### TEXT SECTION
++++++++

The price drop that many prospective first-time homebuyers in California have been waiting eagerly for never fully materialized in April. Dwindling inventory kept statewide home prices relatively stable — down 1 percent from March and up 0.6 percent over the previous year — to a median price of $606,410, according to the California Association of Realtors.
Only the Central Coast and Bay Area saw home prices decline on a year-over-year basis by 6.1 percent and 0.8 percent, respectively. Home prices rose 4.8 percent from a year ago in the Central Valley and 3.5 percent in Southern California.
Taking a look at the state’s most populous cities, Los Angeles saw home prices dip 0.5 percent from March to April to a median sales price of $565,170. Sacramento home prices recorded no change from month to month, although they’re up 3.9 percent over April 2019. In San Diego, prices sank 0.6 percent to $671,000 for the median home but were still 3.4 percent higher than the same time last year.
“Even with tight supply and low interest rates, home prices will continue to be tested by economic deterioration in the short term,” said CAR President Jeanne Radsick.

++++++++

(Natural-language object grounding records)
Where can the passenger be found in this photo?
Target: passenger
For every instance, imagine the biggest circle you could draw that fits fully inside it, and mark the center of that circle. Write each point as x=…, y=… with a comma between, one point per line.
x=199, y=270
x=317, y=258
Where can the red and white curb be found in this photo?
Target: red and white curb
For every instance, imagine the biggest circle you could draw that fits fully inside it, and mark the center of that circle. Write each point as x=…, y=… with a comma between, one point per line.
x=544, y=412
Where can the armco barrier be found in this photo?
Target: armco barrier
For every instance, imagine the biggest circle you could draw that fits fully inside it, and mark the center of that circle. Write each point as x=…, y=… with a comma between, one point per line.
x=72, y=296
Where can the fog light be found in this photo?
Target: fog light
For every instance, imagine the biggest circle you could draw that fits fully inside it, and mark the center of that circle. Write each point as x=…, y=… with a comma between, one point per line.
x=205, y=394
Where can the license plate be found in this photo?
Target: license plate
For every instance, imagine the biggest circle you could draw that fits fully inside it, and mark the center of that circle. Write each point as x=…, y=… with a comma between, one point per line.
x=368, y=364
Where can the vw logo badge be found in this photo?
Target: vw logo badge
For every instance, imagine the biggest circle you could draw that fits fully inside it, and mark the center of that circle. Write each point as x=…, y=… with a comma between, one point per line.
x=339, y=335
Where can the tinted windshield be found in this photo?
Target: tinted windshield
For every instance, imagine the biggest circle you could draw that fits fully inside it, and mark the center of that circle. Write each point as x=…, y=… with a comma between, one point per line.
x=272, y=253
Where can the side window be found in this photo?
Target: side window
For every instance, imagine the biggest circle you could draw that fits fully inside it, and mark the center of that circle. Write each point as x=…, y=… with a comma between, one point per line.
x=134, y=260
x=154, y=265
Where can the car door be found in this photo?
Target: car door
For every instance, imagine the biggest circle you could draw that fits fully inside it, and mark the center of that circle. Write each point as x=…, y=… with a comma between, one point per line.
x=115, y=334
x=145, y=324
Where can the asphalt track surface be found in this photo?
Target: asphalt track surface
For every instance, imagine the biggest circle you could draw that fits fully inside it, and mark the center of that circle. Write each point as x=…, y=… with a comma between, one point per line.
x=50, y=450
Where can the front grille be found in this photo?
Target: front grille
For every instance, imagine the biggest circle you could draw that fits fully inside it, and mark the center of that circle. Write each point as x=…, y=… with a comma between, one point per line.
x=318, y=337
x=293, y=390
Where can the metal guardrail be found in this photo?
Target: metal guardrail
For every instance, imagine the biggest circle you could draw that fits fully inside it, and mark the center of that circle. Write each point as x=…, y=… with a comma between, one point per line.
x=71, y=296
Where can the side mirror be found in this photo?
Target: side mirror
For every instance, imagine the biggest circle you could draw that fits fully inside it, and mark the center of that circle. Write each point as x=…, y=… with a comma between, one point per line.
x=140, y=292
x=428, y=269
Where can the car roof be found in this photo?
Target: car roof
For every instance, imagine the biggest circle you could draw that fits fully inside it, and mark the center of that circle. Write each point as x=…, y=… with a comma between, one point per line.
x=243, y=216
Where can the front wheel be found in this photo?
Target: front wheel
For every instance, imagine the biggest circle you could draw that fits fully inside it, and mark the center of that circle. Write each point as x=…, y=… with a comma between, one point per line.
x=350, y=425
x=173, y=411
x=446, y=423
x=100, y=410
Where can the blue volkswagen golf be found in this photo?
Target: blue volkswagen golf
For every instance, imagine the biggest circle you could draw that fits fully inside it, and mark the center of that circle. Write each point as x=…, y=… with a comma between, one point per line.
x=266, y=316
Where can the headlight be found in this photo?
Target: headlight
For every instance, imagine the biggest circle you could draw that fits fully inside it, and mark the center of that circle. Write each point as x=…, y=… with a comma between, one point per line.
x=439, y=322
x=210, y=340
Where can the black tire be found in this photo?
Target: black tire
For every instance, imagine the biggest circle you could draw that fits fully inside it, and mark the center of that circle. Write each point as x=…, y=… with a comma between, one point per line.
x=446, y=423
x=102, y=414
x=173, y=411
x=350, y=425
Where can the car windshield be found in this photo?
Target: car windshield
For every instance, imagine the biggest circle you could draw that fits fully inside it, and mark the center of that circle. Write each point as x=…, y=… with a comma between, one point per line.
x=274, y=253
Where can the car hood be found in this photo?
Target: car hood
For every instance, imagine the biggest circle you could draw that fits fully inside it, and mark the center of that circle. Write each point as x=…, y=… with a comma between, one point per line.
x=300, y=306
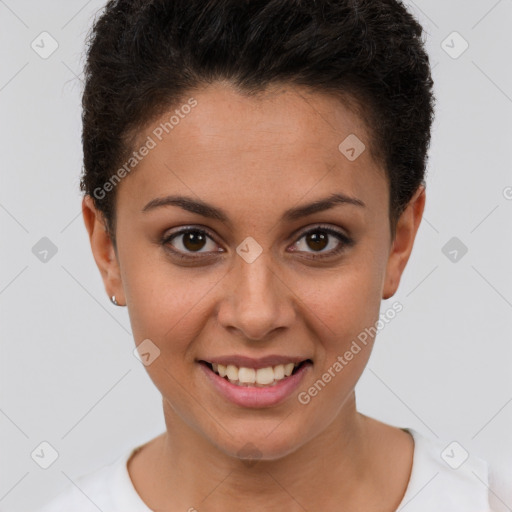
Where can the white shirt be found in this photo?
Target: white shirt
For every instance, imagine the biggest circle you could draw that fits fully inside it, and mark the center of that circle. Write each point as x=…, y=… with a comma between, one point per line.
x=434, y=485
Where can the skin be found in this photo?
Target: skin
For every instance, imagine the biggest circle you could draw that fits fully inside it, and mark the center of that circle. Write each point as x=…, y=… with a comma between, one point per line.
x=256, y=157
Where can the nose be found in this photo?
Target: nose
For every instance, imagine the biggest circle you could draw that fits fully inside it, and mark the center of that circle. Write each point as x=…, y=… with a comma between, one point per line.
x=257, y=300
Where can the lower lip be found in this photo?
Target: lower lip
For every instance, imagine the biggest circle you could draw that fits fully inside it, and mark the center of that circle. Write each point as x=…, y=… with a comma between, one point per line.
x=250, y=396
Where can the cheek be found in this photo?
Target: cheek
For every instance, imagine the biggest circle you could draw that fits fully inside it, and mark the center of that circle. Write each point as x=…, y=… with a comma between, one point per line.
x=342, y=303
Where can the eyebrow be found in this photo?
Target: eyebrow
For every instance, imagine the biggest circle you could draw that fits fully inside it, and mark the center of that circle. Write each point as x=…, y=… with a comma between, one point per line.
x=212, y=212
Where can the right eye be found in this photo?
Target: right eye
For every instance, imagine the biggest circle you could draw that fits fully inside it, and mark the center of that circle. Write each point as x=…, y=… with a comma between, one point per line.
x=189, y=241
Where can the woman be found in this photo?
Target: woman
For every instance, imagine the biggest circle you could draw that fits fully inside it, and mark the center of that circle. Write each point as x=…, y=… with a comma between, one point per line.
x=254, y=179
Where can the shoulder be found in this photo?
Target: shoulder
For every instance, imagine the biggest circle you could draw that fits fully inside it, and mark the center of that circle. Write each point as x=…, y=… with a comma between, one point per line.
x=447, y=478
x=500, y=487
x=108, y=489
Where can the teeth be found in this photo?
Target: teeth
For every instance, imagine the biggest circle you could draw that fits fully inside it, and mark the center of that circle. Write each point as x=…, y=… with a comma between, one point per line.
x=247, y=375
x=288, y=369
x=243, y=376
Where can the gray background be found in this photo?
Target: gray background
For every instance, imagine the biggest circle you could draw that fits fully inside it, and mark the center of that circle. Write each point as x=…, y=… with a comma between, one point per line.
x=68, y=373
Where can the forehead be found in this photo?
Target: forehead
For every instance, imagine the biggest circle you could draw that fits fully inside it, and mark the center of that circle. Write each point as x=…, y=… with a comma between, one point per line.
x=285, y=141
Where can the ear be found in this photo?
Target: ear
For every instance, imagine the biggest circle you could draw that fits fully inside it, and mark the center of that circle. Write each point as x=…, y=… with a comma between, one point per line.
x=406, y=229
x=103, y=250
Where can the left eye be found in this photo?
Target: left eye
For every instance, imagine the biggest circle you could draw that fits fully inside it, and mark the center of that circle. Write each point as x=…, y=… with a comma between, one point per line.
x=321, y=238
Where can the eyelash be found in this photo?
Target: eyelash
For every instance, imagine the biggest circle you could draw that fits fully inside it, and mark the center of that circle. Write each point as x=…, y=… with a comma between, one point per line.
x=345, y=241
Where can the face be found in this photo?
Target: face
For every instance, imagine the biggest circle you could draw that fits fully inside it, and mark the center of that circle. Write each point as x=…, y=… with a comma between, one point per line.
x=239, y=273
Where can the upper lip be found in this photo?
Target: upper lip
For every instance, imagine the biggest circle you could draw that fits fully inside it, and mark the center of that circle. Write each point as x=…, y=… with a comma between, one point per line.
x=251, y=362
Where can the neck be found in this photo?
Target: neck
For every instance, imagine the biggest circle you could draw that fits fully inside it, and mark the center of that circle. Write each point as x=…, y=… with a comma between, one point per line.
x=194, y=473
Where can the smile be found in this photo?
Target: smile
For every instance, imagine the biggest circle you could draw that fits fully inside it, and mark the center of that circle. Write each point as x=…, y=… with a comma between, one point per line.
x=255, y=377
x=248, y=382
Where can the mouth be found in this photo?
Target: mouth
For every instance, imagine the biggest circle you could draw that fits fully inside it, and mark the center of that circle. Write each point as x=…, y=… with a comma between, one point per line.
x=250, y=376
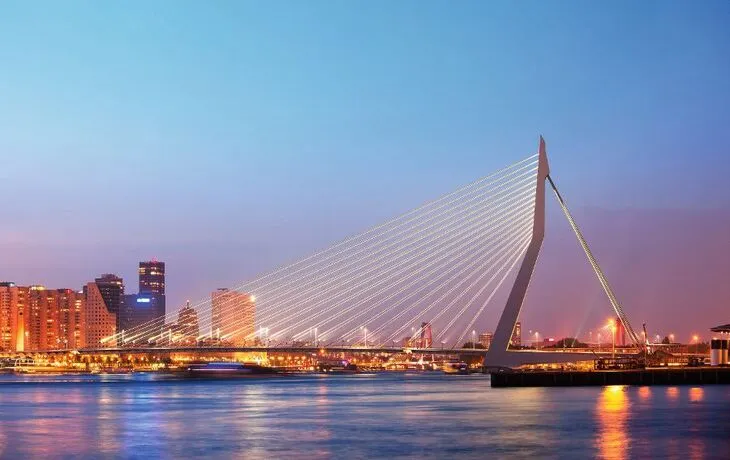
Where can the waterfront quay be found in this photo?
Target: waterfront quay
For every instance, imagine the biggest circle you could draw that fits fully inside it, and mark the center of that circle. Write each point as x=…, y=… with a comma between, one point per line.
x=648, y=376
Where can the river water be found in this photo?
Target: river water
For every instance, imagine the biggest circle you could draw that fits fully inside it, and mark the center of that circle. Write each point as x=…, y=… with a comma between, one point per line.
x=394, y=415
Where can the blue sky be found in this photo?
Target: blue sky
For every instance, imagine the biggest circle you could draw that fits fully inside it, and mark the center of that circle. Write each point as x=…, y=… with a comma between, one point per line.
x=276, y=127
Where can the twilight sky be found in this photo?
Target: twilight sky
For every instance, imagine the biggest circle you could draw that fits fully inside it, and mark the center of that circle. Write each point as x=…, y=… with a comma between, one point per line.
x=229, y=137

++++++++

### WHAT THE EXERCISE ASKS
Resume the text on California home prices in April from the point where it stops. The records play no part in what comes next.

### WRITTEN REPLY
Sales of existing California homes, totaling 277,440, plunged 25.6 percent from March on a seasonally adjusted annualized rate. This was the first time since March 2008 that home sales fell below 300,000 and amounted to the largest monthly drop on record since CAR began tracking this type of data in 1979.
“As expected, California home sales experienced the worst month-to-month sales decline in more than four decades as the coronavirus pandemic prompted stay-at-home orders, which kept both buyers and sellers on the sidelines,” continued Radsick.
“While some economic activity will resume as the state gradually reopens, the housing market is expected to remain sluggish for the next couple of months as potential market participants deal with the impact of stay-in-place restrictions.”